> **Problema proposto a**
Cite o trecho do texto sobre a nomeação do bispo de Osorno que começa em "É bonito o raciocínio" e termina em "para onde for.".

> **Texto fornecido**
É bonito o raciocínio que faz quando diz que seu dever é cumprir com o encargo que o Papa lhe encomendou. Mas, considero que, segundo o que entendi, o Papa se manteve firme no sentido de ter examinado com sinceridade seus antecedentes e não ter encontrado fundamento para não nomeá-lo bispo de Osorno. O Papa foi muito corajoso. Eu o admiro muito. Mas considero que o Papa não se pôde dar conta de que no Chile há diversos tipos de vítimas de Karadima. Você pertence a um desses tipos e a própria Igreja no Chile é uma vítima de Karadima. Isto faz sofrer a todos e você não pode desconhecer que pertence a um dos tipos de vítimas. Essa marca você a tem e ela o acompanhará para onde for.

(Registros de um conjunto de anotações por pontos)
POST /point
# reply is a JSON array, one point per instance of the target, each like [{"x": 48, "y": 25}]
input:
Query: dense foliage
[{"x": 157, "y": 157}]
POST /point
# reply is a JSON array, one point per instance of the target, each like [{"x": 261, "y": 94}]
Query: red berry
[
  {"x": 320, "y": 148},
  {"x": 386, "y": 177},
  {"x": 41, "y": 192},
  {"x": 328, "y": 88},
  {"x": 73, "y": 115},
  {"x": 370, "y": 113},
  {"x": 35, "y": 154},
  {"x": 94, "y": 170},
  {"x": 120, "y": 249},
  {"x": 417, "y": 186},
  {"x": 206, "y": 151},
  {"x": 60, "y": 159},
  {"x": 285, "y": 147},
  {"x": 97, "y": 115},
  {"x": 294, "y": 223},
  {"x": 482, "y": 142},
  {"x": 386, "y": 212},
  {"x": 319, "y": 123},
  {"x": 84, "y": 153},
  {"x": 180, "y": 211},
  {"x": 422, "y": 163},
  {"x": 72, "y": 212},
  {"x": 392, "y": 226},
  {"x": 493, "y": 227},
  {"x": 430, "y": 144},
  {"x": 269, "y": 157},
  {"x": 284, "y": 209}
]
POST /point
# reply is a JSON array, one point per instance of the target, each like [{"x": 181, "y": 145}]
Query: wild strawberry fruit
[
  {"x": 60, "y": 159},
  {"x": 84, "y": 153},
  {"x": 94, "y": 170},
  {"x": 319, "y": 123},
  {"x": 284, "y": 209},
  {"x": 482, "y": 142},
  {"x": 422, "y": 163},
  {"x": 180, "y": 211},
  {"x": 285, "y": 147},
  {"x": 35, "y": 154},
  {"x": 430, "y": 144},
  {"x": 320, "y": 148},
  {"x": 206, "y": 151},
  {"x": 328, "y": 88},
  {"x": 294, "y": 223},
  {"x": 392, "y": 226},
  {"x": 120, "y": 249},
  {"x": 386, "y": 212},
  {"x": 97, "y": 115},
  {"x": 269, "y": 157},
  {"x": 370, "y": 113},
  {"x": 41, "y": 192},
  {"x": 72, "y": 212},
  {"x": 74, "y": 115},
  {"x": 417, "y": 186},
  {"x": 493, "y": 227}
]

> **Problema proposto b**
Encontre nos registros todas as linhas que contêm a palavra "reply" e copie-as. Diferencie maiúsculas de minúsculas.

> **Resultado correto a**
É bonito o raciocínio que faz quando diz que seu dever é cumprir com o encargo que o Papa lhe encomendou. Mas, considero que, segundo o que entendi, o Papa se manteve firme no sentido de ter examinado com sinceridade seus antecedentes e não ter encontrado fundamento para não nomeá-lo bispo de Osorno. O Papa foi muito corajoso. Eu o admiro muito. Mas considero que o Papa não se pôde dar conta de que no Chile há diversos tipos de vítimas de Karadima. Você pertence a um desses tipos e a própria Igreja no Chile é uma vítima de Karadima. Isto faz sofrer a todos e você não pode desconhecer que pertence a um dos tipos de vítimas. Essa marca você a tem e ela o acompanhará para onde for.

> **Resultado correto b**
# reply is a JSON array, one point per instance of the target, each like [{"x": 48, "y": 25}]
# reply is a JSON array, one point per instance of the target, each like [{"x": 261, "y": 94}]
# reply is a JSON array, one point per instance of the target, each like [{"x": 181, "y": 145}]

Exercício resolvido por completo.